Excerpted text »
____________________
Judge: Daniel S. Murphy, Case: 21STCV08782, Date: 2023-03-03 Tentative Ruling
Case Number: 21STCV08782 Hearing Date: March 3, 2023 Dept: 32
|
STEPHEN WILK, Plaintiff, v. COUNTY OF LOS ANGELES, Defendant.
|
Case No.: 21STCV08782 Hearing Date: March 3, 2023 [TENTATIVE]
order RE: defendant’s motion for summary judgment
or adjudication |
|
|
|
BACKGROUND
On March 5, 2021, Plaintiff Stephen
Wilk initiated this action against Defendant County of Los Angeles for age
discrimination and retaliation. The operative First Amended Complaint was filed
on January 6, 2022, asserting (1) age discrimination, (2) failure to prevent,
(3) FEHA retaliation, and (4) whistleblower retaliation in violation of Labor Code
section 1102.5.
Plaintiff began his employment with
Defendant in 1981 and allegedly made it to the position of a Level 1 Reserve
(L1). Plaintiff was issued a reserve officer certificate in 1984. In 2019, Plaintiff
applied for a full-time deputy position that was only available to L1 reserves.
Plaintiff was allegedly denied the promotion and also demoted to Level 2 Reserve
status (L2), purportedly for failing to meet the qualifications for L1. Plaintiff
alleges that this was actually because of his age. Plaintiff was 62 at the
time. After reporting the demotion as age discrimination, Plaintiff was removed
from the Mental Evaluation Team (MET) where he worked and was unable to obtain
a position in the Homeless Outreach Services Team (HOST). Plaintiff alleges
that this was retaliation for his reporting age discrimination.
On May 3, 2022, Defendant filed the
instant motion for summary judgment or adjudication in the alternative, arguing
that the actions against Plaintiff were taken for legitimate reasons and not age
bias. Specifically, Defendant argues that Plaintiff was not qualified for L1 and
violated department policy by abusing his badge.
LEGAL STANDARD
The function of a motion for summary
judgment or adjudication is to allow a determination as to whether an opposing
party cannot show evidentiary support for a pleading or claim and to enable an
order of summary dismissal without the need for trial. (Aguilar v. Atlantic
Richfield Co. (2001) 25 Cal.4th 826, 843.) Code of Civil Procedure section
437c, subdivision (c) “requires the trial judge to grant summary judgment if
all the evidence submitted, and ‘all inferences reasonably deducible from the
evidence’ and uncontradicted by other inferences or evidence, show that there
is no triable issue as to any material fact and that the moving party is
entitled to judgment as a matter of law.” (Adler v. Manor Healthcare Corp.
____________________
Point annotation dataset records »
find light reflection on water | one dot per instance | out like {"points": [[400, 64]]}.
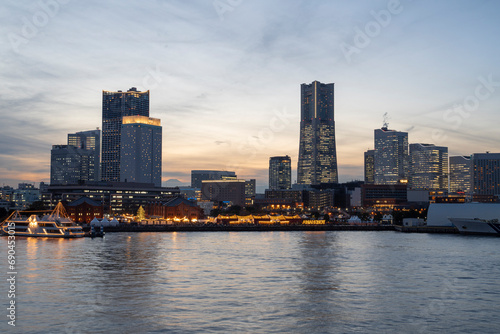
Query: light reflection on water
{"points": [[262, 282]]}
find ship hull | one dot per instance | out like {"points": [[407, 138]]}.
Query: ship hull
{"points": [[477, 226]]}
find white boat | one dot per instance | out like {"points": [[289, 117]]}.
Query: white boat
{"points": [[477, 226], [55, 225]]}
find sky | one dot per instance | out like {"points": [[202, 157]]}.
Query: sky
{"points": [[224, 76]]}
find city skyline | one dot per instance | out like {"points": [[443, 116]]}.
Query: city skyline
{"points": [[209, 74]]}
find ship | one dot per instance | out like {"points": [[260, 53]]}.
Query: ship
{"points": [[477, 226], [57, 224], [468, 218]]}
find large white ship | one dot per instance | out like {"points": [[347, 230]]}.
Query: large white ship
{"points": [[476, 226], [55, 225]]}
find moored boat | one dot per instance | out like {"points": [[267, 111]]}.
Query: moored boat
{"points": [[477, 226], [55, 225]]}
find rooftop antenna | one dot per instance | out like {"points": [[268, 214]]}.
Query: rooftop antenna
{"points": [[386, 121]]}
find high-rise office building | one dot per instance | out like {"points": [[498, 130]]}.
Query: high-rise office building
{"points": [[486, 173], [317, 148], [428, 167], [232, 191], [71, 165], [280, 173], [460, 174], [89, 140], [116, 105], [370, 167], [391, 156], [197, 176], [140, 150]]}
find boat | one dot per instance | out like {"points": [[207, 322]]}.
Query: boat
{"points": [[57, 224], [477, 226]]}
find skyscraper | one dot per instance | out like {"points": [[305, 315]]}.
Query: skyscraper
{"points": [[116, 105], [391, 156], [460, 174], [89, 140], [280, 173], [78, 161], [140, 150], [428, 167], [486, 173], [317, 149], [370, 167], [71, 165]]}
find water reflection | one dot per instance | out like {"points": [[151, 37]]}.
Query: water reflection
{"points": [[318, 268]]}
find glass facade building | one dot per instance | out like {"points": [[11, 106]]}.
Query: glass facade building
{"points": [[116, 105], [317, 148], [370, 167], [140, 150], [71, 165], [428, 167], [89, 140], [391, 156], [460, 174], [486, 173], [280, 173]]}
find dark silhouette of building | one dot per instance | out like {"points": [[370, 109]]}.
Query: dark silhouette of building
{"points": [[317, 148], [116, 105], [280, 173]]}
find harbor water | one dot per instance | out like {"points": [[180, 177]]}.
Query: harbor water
____________________
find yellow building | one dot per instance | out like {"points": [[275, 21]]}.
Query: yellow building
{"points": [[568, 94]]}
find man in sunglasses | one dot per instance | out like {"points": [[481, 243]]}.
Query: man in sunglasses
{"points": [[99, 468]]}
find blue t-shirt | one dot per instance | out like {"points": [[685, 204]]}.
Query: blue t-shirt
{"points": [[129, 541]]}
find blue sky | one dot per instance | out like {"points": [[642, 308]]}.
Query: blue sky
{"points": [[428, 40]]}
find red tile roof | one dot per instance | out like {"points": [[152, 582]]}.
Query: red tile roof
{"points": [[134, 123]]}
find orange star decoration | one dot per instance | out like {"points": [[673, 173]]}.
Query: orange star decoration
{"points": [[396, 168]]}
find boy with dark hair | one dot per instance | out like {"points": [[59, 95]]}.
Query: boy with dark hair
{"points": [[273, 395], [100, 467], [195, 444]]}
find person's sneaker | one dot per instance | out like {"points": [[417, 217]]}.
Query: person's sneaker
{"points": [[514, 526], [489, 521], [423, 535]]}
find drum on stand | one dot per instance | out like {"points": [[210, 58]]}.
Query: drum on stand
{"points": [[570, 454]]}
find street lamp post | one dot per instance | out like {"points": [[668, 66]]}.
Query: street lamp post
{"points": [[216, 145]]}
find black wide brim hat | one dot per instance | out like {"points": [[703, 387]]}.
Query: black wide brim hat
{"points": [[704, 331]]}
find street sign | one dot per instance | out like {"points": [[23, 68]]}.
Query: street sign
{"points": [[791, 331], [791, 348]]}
____________________
What the task requires »
Answer these questions from the tentative ruling:
(a) On what date was the operative First Amended Complaint filed?
(b) How old was the plaintiff when he applied for the full-time deputy position in 2019?
(c) Which case does the ruling cite for the function of a motion for summary judgment or adjudication?

Result for this exercise »
(a) January 6, 2022
(b) 62
(c) Aguilar v. Atlantic Richfield Co. (2001) 25 Cal.4th 826, 843